CHALLENGE A: Repeat a portion of the forum thread on mouse ports verbatim, beginning at the words "In all honesty, if" and stopping after the words "some time later.".

PROVIDED PASSAGE:
────────────────────

It may not actually be the mouse that is at fault, but the PS2 port.

If it is the PS2 port that is faulty, which is uncommon for a new motherboard, you could buy a PS2 to USB adaptor, which would let you continue using the mouse.

In all honesty, if you can also borrow a USB mouse and it works with no problems on your machine, I'd invest in a new USB Mouse.


----------



## ssj4Gogeta (Dec 29, 2007)

USB mouses are better than PS2? If so, I think I'll just go for a USB one. Actually my case has only 4 USB ports, and they are all occupied. So I'll have to buy a new case too. After all, what's left of my original Compaq box now, but the processor and the case? LOL Maybe I'll also buy a new processor some time later.


----------



## Watari (Apr 28, 2008)

USB ports don't come on the case.. T_T
They come on the motherboard..


----------



## Houndog777 (May 17, 2007)

Hi, you can buy a 4-Port USB 2.0 Hub that plugs into one of your USB ports and it gives you 4 ports. Or ones that are powered independantly. They look like this, and are not expensive.......

────────────────────

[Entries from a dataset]
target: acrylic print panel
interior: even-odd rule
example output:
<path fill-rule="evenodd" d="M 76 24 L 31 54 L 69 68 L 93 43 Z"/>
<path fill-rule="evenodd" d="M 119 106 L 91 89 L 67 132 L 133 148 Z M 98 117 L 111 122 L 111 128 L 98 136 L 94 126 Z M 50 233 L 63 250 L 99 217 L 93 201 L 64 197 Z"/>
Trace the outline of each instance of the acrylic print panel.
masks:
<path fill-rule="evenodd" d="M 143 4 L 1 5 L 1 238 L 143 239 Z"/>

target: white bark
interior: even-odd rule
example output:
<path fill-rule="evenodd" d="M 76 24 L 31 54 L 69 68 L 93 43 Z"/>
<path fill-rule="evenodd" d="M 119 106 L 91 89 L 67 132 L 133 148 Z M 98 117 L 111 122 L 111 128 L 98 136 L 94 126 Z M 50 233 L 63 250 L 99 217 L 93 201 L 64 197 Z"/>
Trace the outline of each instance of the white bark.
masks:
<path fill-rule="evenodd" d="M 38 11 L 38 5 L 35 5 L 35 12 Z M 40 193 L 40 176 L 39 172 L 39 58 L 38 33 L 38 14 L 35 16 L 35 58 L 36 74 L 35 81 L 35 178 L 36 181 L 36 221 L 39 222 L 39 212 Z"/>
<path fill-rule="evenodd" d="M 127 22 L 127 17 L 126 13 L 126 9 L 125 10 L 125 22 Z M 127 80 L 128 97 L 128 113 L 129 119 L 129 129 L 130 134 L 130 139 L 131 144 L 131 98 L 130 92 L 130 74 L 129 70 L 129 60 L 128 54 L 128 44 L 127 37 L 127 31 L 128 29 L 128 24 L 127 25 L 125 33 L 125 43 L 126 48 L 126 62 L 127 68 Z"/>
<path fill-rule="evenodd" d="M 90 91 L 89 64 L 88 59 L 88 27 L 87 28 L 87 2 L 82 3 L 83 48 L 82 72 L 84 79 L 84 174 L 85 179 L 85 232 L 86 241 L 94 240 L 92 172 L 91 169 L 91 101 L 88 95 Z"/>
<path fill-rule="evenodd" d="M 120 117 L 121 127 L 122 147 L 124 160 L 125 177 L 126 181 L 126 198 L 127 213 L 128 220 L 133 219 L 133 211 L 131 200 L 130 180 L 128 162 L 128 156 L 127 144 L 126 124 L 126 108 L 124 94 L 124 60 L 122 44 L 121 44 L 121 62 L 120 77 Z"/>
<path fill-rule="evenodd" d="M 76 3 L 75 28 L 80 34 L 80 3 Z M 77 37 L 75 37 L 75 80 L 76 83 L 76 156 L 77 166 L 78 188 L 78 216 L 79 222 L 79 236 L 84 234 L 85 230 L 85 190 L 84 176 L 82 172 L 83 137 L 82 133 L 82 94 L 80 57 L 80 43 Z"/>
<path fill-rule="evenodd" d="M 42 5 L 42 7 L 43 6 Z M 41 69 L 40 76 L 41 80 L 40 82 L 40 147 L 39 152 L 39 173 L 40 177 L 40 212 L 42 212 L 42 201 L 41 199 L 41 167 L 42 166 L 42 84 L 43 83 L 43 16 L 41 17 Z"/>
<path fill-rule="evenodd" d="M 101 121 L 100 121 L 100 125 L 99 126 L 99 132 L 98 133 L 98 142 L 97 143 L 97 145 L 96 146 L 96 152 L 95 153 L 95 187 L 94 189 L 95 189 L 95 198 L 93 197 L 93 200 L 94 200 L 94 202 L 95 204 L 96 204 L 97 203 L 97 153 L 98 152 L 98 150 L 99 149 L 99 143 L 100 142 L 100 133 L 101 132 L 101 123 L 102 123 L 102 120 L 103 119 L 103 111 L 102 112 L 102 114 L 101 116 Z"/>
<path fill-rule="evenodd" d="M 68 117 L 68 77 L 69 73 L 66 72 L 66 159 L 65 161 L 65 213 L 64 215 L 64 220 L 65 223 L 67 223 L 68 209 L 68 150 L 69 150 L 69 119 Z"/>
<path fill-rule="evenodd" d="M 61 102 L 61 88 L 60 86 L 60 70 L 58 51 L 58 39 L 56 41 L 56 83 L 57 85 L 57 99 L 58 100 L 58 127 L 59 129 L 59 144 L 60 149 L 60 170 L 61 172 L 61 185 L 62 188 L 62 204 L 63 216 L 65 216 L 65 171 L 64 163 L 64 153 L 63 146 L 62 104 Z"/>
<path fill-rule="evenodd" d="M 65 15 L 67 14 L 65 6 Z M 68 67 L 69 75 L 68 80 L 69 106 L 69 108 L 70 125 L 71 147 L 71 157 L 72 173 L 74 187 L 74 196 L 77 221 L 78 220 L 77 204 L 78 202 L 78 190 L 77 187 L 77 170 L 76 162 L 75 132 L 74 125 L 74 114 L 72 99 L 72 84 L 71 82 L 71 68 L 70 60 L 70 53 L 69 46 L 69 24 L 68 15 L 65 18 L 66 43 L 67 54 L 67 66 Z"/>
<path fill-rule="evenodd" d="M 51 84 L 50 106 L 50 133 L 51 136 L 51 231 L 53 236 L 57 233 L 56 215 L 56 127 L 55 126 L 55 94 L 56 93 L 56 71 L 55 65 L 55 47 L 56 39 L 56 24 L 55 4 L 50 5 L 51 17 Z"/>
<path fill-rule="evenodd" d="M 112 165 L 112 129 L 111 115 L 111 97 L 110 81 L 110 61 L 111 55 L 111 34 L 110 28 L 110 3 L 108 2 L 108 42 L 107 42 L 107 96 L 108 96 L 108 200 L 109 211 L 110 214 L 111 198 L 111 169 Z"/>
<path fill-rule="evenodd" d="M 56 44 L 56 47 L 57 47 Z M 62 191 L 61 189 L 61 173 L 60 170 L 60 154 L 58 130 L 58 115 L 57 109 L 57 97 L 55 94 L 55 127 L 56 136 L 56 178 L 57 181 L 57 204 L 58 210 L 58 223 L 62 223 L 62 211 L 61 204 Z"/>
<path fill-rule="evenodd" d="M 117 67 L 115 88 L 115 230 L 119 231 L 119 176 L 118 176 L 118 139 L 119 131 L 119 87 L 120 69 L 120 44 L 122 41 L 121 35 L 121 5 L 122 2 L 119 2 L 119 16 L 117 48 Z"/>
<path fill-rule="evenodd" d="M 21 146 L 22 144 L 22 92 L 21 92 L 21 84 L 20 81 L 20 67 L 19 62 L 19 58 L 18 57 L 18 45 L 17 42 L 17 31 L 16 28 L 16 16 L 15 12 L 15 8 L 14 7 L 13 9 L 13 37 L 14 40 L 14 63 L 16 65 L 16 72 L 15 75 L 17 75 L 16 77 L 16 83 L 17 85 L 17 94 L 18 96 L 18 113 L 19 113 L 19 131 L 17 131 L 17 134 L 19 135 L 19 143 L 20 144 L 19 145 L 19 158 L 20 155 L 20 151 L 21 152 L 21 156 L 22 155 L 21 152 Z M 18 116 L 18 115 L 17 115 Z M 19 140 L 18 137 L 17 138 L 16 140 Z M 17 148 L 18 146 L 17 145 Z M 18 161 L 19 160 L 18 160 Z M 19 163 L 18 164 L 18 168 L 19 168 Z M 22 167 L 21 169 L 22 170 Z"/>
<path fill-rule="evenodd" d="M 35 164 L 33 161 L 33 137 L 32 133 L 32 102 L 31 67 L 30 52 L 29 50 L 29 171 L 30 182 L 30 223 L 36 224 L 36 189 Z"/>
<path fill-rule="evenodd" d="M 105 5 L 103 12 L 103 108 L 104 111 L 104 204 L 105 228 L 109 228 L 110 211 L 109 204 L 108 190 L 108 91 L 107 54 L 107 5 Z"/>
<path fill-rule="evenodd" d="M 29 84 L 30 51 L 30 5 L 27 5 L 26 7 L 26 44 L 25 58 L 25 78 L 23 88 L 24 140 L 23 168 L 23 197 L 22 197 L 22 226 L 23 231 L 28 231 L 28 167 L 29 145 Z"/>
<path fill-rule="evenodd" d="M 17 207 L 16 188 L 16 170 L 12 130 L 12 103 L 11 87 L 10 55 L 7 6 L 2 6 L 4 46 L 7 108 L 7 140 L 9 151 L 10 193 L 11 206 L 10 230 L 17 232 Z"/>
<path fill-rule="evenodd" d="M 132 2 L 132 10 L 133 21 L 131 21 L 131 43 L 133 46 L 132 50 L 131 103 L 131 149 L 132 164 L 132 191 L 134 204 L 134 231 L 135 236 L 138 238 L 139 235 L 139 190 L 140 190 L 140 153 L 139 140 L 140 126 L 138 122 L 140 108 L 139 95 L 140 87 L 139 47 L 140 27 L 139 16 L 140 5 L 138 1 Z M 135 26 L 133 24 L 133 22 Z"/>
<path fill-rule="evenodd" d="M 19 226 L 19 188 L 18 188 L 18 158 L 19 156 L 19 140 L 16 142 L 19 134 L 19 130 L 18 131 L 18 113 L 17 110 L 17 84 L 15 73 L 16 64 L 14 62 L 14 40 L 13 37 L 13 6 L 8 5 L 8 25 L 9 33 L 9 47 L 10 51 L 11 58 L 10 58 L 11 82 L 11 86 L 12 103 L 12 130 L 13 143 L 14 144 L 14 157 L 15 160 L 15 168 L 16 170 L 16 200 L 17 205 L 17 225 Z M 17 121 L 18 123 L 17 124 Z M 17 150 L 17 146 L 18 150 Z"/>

────────────────────

CHALLENGE B: In the rows, substitute "birch bark" for "white bark" and reproduce only the lines that begin at the line containing "target: white bark" and stop after the line containing "40 193 L 40", leaving everything else in them unchanged.

SOLUTION A:
In all honesty, if you can also borrow a USB mouse and it works with no problems on your machine, I'd invest in a new USB Mouse.


----------



## ssj4Gogeta (Dec 29, 2007)

USB mouses are better than PS2? If so, I think I'll just go for a USB one. Actually my case has only 4 USB ports, and they are all occupied. So I'll have to buy a new case too. After all, what's left of my original Compaq box now, but the processor and the case? LOL Maybe I'll also buy a new processor some time later.

SOLUTION B:
target: birch bark
interior: even-odd rule
example output:
<path fill-rule="evenodd" d="M 76 24 L 31 54 L 69 68 L 93 43 Z"/>
<path fill-rule="evenodd" d="M 119 106 L 91 89 L 67 132 L 133 148 Z M 98 117 L 111 122 L 111 128 L 98 136 L 94 126 Z M 50 233 L 63 250 L 99 217 L 93 201 L 64 197 Z"/>
Trace the outline of each instance of the birch bark.
masks:
<path fill-rule="evenodd" d="M 38 11 L 38 5 L 35 5 L 35 12 Z M 40 193 L 40 176 L 39 172 L 39 58 L 38 33 L 38 14 L 35 16 L 35 58 L 36 74 L 35 81 L 35 178 L 36 181 L 36 221 L 39 222 L 39 212 Z"/>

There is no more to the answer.